▸ Complete the following
[1] In the Don Hunter piece, update the stretch from "We’re living in" through "off my knee.)" by changing "coffee" to "tea".
[2] Answer these questions about the Don Hunter piece:
(a) What is the name of the publisher?
(b) What size is the lined yellow pad used for first drafts?
(c) What service has the bank shut down?
[3] List every activity that the Don Hunter piece says filled the same time before things happened.

▸ Document passage

————————

At Home with Don Hunter

A Note from the publisher

We’re living in an unprecedented moment in history, and it’s been amazing to see how people are pulling together to support one another. Here at TouchWood we’ve decided to ask our authors what has been keeping them busy during a time when we’ve all been asked to stay home to Flatten the Curve.

Meet Don Hunter

There has been new stuff to discover.

Well, it would be new, wouldn’t it, having been just discovered?

The things we think about with all this new writing time on our hands. (As if we didn’t have the same time before things happened, but instead we just made coffee and read the paper and sharpened HB pencils instead. And there’s a thing: I still do all first drafts, and often second and twelfth, in pencil on an 8.5 x 11 lined yellow pad. Has to be 8.5 x 11. Tried one of the longer ones, but it fell off my knee.)

So, new. As in: What do you do when the bank, which is still open but has just shut down its counter service, has no idea of when they’ll restart?

————————

▸ Recorded data
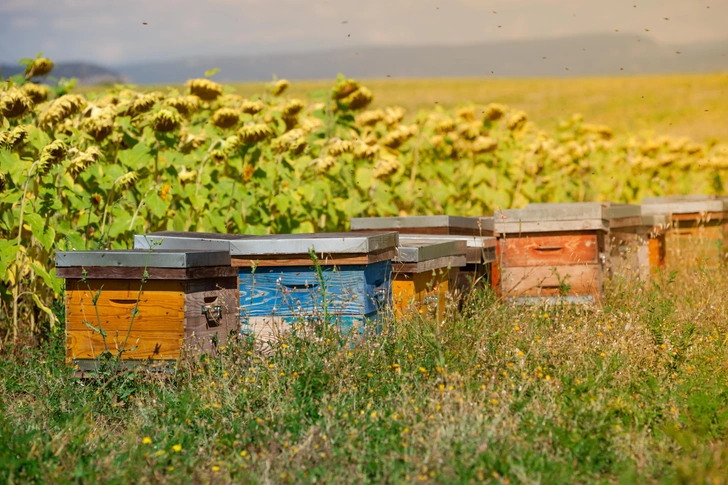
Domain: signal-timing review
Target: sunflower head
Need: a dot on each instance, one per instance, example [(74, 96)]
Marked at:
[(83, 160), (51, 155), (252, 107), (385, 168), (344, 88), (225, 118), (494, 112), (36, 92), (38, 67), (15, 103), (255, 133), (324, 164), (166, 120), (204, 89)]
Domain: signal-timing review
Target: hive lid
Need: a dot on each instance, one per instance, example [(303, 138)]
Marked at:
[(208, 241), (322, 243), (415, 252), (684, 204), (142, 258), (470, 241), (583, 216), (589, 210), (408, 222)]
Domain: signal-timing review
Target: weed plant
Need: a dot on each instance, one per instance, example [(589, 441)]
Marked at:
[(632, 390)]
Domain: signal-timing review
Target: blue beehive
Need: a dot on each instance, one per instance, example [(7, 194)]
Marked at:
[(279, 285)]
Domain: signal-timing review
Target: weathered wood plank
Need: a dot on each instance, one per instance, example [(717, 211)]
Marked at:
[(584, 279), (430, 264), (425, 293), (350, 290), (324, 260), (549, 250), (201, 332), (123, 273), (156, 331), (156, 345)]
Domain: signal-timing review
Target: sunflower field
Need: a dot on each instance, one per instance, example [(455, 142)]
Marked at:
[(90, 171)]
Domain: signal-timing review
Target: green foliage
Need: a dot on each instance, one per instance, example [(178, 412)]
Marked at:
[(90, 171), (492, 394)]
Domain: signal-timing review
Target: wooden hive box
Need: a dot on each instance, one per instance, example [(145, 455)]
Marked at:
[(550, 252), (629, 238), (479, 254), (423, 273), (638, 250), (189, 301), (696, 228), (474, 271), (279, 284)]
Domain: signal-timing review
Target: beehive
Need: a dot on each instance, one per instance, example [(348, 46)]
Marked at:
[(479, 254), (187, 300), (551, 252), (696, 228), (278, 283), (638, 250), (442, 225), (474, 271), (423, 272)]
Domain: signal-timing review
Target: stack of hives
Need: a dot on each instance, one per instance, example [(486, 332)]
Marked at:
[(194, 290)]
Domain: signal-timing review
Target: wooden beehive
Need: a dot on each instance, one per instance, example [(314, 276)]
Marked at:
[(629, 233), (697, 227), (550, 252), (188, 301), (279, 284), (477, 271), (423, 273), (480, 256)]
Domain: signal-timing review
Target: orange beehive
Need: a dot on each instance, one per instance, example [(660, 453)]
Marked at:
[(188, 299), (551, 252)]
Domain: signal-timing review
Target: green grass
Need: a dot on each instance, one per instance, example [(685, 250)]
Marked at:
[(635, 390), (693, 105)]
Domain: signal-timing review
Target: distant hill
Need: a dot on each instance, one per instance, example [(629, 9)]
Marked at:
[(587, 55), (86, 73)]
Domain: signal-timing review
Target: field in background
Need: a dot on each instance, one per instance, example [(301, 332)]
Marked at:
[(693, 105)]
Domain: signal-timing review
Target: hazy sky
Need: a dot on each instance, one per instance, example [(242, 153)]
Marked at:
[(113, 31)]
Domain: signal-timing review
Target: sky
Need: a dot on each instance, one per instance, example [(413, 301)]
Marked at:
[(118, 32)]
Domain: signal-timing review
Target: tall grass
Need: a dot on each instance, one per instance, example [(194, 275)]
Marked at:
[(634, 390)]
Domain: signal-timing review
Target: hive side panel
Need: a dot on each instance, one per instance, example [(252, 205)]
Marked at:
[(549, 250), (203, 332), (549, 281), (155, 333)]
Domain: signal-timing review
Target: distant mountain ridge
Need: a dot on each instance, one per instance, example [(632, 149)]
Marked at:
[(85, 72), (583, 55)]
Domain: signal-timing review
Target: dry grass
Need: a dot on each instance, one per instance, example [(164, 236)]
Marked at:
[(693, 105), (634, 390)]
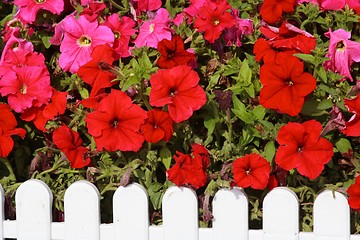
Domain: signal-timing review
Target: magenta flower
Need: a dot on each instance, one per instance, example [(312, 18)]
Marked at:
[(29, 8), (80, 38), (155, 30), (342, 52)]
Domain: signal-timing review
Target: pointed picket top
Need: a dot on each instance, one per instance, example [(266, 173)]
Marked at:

————————

▸ Solutions to each task
[1]
We’re living in an unprecedented moment in history, and it’s been amazing to see how people are pulling together to support one another. Here at TouchWood we’ve decided to ask our authors what has been keeping them busy during a time when we’ve all been asked to stay home to Flatten the Curve.

Meet Don Hunter

There has been new stuff to discover.

Well, it would be new, wouldn’t it, having been just discovered?

The things we think about with all this new writing time on our hands. (As if we didn’t have the same time before things happened, but instead we just made tea and read the paper and sharpened HB pencils instead. And there’s a thing: I still do all first drafts, and often second and twelfth, in pencil on an 8.5 x 11 lined yellow pad. Has to be 8.5 x 11. Tried one of the longer ones, but it fell off my knee.)

[2]
(a) TouchWood
(b) 8.5 x 11
(c) Its counter service

[3]
- Made coffee
- Read the paper
- Sharpened HB pencils